===== SUPPLIED ENTRIES

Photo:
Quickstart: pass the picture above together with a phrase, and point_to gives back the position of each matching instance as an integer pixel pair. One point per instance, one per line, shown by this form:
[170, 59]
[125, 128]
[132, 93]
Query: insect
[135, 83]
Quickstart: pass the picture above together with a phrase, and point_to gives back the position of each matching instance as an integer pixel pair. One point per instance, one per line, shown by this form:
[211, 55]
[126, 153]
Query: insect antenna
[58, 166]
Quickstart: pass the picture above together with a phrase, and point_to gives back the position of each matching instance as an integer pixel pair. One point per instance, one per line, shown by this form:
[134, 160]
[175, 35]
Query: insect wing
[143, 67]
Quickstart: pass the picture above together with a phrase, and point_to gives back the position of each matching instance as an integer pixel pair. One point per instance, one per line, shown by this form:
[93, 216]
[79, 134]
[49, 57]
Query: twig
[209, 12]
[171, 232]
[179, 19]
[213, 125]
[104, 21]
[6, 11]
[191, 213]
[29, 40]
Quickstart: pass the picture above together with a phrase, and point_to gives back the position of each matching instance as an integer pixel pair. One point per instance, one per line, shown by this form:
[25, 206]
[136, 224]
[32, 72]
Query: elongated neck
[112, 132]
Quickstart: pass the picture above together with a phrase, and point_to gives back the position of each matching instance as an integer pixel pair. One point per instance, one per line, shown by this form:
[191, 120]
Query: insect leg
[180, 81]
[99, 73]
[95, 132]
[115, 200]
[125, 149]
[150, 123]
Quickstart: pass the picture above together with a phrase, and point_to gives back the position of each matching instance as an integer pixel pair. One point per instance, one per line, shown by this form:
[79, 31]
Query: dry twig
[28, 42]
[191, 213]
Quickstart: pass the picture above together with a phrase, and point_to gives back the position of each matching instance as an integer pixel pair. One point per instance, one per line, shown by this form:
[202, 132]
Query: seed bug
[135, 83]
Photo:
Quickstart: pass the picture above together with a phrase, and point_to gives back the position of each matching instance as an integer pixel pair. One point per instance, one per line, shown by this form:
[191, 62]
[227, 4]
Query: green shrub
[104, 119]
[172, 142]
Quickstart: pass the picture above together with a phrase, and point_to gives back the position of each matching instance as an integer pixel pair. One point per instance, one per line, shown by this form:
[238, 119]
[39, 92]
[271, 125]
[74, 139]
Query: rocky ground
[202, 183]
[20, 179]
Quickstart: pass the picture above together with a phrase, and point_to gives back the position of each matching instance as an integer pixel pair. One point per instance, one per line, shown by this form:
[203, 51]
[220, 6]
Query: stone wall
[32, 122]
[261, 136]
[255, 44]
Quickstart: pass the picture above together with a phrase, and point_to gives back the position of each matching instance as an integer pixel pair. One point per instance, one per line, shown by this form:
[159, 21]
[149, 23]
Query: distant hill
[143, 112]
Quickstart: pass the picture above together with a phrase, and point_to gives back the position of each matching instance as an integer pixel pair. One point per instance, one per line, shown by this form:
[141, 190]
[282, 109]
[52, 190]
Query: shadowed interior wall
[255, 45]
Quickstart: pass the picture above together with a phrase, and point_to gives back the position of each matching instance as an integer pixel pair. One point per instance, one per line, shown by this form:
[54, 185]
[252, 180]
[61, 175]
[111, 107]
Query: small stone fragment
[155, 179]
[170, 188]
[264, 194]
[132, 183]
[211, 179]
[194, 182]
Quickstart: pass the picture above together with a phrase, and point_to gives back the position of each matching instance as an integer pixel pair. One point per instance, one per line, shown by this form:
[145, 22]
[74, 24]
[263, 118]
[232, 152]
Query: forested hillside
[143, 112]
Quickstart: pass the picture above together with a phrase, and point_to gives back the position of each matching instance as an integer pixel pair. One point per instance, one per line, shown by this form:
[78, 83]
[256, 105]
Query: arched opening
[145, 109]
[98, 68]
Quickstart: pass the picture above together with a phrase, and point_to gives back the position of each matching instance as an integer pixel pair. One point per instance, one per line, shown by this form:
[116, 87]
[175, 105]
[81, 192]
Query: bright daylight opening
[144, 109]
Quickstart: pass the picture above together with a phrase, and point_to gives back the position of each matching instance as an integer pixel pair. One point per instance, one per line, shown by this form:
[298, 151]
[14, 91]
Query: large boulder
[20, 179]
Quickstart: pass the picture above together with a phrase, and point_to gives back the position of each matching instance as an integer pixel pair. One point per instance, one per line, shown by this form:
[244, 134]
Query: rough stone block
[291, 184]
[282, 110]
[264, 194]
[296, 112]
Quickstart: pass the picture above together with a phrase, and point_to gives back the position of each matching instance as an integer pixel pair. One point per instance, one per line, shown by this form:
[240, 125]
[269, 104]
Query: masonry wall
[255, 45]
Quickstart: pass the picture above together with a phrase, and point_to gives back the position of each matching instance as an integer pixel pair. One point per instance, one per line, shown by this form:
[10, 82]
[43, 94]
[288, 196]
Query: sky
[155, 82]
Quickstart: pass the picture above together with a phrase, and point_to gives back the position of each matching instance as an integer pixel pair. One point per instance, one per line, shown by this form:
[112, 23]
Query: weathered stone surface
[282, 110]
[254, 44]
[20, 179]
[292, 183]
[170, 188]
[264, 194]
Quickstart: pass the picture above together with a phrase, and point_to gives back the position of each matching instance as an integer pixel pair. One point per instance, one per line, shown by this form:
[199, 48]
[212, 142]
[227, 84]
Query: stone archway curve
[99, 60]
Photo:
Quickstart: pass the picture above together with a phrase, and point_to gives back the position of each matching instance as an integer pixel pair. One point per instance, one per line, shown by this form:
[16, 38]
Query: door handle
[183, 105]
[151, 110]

==========

### GOAL
Gather every line of the data above that contains the string "insect". Copy each one in full, keeping the original order.

### ANSWER TO THE TASK
Query: insect
Query: insect antenna
Query: insect wing
Query: insect leg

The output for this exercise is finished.